WHAT THE TASK REQUIRES —
Retype every record exactly as it appears.

═════ DATA EXTRACTS ═════

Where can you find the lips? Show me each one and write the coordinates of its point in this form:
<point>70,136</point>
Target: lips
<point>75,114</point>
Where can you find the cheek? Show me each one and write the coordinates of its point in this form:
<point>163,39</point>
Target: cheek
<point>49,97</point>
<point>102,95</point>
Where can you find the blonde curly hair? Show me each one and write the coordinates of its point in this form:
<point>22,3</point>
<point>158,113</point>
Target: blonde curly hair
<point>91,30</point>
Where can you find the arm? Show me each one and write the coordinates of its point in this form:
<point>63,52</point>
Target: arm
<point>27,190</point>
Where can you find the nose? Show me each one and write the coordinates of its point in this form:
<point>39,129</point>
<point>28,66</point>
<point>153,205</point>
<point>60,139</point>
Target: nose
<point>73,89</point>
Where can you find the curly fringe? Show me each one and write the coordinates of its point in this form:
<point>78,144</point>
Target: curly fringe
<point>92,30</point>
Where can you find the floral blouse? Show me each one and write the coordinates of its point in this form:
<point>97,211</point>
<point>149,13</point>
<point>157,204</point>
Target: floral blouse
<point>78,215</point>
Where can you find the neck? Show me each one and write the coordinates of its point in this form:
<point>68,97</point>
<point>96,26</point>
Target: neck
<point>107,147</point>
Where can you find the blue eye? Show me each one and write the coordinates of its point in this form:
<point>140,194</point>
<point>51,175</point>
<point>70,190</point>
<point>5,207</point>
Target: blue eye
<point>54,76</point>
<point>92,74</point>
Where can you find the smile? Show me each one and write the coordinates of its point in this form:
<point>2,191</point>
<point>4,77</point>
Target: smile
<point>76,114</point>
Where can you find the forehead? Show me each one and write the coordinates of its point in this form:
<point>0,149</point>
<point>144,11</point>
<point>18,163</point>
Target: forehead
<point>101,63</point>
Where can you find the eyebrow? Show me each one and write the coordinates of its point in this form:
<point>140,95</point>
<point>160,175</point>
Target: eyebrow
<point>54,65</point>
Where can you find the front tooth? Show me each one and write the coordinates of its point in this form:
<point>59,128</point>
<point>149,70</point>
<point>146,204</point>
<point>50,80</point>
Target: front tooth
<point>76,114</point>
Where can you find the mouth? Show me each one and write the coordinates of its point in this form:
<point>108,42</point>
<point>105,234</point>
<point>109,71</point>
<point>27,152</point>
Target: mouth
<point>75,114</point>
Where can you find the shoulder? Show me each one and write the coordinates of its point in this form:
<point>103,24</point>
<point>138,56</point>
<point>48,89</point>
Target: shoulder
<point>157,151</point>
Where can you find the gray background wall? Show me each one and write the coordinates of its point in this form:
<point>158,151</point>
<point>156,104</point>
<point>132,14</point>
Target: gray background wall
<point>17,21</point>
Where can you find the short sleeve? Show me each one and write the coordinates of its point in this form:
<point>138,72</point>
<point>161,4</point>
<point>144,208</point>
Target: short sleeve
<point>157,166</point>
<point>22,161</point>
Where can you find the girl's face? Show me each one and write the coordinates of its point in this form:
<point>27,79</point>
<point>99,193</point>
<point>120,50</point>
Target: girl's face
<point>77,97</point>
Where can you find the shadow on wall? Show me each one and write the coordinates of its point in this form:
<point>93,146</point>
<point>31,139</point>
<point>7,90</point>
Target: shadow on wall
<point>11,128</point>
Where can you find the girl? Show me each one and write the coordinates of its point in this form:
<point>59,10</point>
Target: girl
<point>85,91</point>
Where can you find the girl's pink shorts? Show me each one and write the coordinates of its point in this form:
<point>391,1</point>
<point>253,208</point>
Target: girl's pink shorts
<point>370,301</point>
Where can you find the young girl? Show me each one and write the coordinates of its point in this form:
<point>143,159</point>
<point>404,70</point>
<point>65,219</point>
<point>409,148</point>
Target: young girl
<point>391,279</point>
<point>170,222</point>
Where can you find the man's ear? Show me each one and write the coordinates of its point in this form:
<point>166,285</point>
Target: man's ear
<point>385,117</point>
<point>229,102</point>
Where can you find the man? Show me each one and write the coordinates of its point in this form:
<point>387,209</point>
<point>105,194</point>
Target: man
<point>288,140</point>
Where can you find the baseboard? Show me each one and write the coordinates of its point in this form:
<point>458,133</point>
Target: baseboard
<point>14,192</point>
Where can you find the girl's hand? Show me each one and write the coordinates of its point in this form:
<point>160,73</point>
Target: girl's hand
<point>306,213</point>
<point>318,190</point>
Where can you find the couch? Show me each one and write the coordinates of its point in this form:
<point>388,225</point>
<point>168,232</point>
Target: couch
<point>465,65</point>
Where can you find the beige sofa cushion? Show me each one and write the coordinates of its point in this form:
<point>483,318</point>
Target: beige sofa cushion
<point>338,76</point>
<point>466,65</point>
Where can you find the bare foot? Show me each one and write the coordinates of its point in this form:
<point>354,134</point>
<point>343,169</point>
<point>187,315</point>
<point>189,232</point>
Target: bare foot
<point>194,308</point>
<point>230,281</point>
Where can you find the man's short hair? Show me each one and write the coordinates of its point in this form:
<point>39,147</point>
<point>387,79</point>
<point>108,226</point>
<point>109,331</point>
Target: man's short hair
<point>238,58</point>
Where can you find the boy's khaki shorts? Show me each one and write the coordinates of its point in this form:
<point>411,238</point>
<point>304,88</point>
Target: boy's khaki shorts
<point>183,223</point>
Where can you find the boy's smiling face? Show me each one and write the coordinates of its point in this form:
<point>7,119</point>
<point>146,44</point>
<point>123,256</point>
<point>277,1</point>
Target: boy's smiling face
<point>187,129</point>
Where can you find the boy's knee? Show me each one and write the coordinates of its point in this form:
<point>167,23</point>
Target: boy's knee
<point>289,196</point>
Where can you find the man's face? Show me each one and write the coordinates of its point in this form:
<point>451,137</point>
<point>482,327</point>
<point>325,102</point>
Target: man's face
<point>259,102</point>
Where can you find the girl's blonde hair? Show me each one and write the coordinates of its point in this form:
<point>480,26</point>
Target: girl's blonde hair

═════

RESPONSE FOR THIS EXERCISE —
Where can you find the lips? Show me each one and write the coordinates of its point in this form:
<point>70,136</point>
Target: lips
<point>75,114</point>
Where can you find the cheek? Show me each one and write the coordinates of its point in this form:
<point>163,39</point>
Target: cheek
<point>49,97</point>
<point>102,95</point>
Where can you find the blonde curly hair? Show me each one and write the coordinates of its point in this form:
<point>22,3</point>
<point>158,113</point>
Target: blonde curly hair
<point>91,30</point>
Where can you find the arm? Show me each one and write the coordinates of its point in this form:
<point>63,52</point>
Target: arm
<point>27,190</point>
Where can you find the nose? Show me each one and write the coordinates of its point in this form:
<point>39,129</point>
<point>28,66</point>
<point>153,205</point>
<point>60,139</point>
Target: nose
<point>73,89</point>
Where can you find the curly fringe? Show me each one and write the coordinates of its point in this form:
<point>78,144</point>
Target: curly fringe
<point>92,30</point>
Where can you find the floral blouse? Show me each one and write the coordinates of its point in this form:
<point>97,211</point>
<point>149,13</point>
<point>157,204</point>
Target: floral blouse
<point>78,215</point>
Where can you find the neck? Show me each one and write the coordinates of its point in this form:
<point>68,97</point>
<point>96,26</point>
Target: neck
<point>107,147</point>
Where can you find the blue eye? Show me each one and write the coordinates of its point in this form:
<point>140,194</point>
<point>51,175</point>
<point>70,190</point>
<point>5,207</point>
Target: blue eye
<point>54,76</point>
<point>92,74</point>
Where can you find the smile? Show me each one and write the coordinates of its point in this form:
<point>2,191</point>
<point>4,77</point>
Target: smile
<point>76,114</point>
Where can you find the forehead? Show me each one and write the coordinates of its point in this form:
<point>0,149</point>
<point>144,11</point>
<point>18,163</point>
Target: forehead
<point>101,63</point>
Where can you find the eyebrow? Show me each one and write the coordinates of its point in this form:
<point>140,95</point>
<point>160,175</point>
Target: eyebrow
<point>54,65</point>
Where can you find the front tooth? Show me each one and write the coordinates of its point in this form:
<point>59,128</point>
<point>149,70</point>
<point>146,204</point>
<point>50,80</point>
Target: front tooth
<point>76,114</point>
Where can you find the mouth? Show me each one and write the coordinates of its point in this form:
<point>108,42</point>
<point>105,234</point>
<point>109,71</point>
<point>27,152</point>
Target: mouth
<point>75,114</point>
Where can you find the shoulder? Show me each one and write the coordinates of its point in this form:
<point>103,24</point>
<point>138,56</point>
<point>48,89</point>
Target: shoulder
<point>157,151</point>
Where can you find the gray background wall? Show me each one and write the coordinates of its point in this form:
<point>158,151</point>
<point>156,104</point>
<point>132,14</point>
Target: gray background wall
<point>17,21</point>
Where can you find the short sleeve? Show me each one and write the coordinates of its point in this form:
<point>138,72</point>
<point>161,4</point>
<point>144,208</point>
Target: short sleeve
<point>157,166</point>
<point>22,161</point>
Where can you find the girl's face? Show me each one and write the coordinates of its point in this form:
<point>27,79</point>
<point>99,193</point>
<point>120,50</point>
Target: girl's face
<point>77,97</point>
Where can you find the shadow on wall? Show me each one and write the coordinates of its point in this form:
<point>93,146</point>
<point>31,139</point>
<point>7,90</point>
Target: shadow on wall
<point>11,128</point>
Where can you find the girl? Show me each one and write the coordinates of its point in this form:
<point>59,10</point>
Target: girl
<point>85,91</point>
Where can you find the girl's pink shorts? Show me each one and write the coordinates of its point in this form:
<point>391,1</point>
<point>253,208</point>
Target: girl's pink shorts
<point>370,301</point>
Where can you find the young girl? Show me each one and write the coordinates of its point in this form:
<point>143,159</point>
<point>404,70</point>
<point>65,219</point>
<point>409,148</point>
Target: young girl
<point>391,279</point>
<point>170,222</point>
Where can you find the man's ear? Show me each one and write the coordinates of its point in this form:
<point>166,285</point>
Target: man's ear
<point>385,117</point>
<point>229,102</point>
Where can you find the man? Show me each one and write the coordinates of its point in this form:
<point>387,209</point>
<point>105,194</point>
Target: man
<point>288,140</point>
Where can you find the baseboard? Show me each one and write the coordinates of its point in this form:
<point>458,133</point>
Target: baseboard
<point>14,192</point>
Where can you find the girl's hand? Show me each one and write the coordinates of its point in this form:
<point>160,73</point>
Target: girl's hand
<point>306,213</point>
<point>318,190</point>
Where can you find the couch? Show me each one and write the coordinates of its point in this form:
<point>388,225</point>
<point>168,232</point>
Target: couch
<point>465,65</point>
Where can you find the beige sofa cushion? Show me each one and write the coordinates of its point in this form:
<point>483,318</point>
Target: beige sofa cushion
<point>338,76</point>
<point>466,65</point>
Where can you find the bare foot? Show me each one and write the coordinates of its point in this form:
<point>354,134</point>
<point>343,169</point>
<point>187,315</point>
<point>189,232</point>
Target: bare foot
<point>194,308</point>
<point>230,281</point>
Where can you find the man's short hair? Show me each one and write the coordinates of its point in this form:
<point>39,147</point>
<point>387,79</point>
<point>108,226</point>
<point>109,331</point>
Target: man's short hair
<point>238,58</point>
Where can you find the boy's khaki shorts? Show me each one and write the coordinates of its point in this form:
<point>411,238</point>
<point>304,88</point>
Target: boy's khaki shorts
<point>183,223</point>
Where can you find the boy's smiling face? Show me each one and write the coordinates of its point in this form:
<point>7,119</point>
<point>146,44</point>
<point>123,256</point>
<point>277,1</point>
Target: boy's smiling face
<point>187,129</point>
Where can you find the boy's knee? Show me each one and write the coordinates of its point in this form:
<point>167,23</point>
Target: boy's knee
<point>289,196</point>
Where can you find the man's face? Show me each one and write the coordinates of its point in this form:
<point>451,137</point>
<point>482,327</point>
<point>325,102</point>
Target: man's face
<point>259,102</point>
Where can you find the girl's blonde hair? Show me each one and write the coordinates of its point in this form:
<point>480,26</point>
Target: girl's blonde hair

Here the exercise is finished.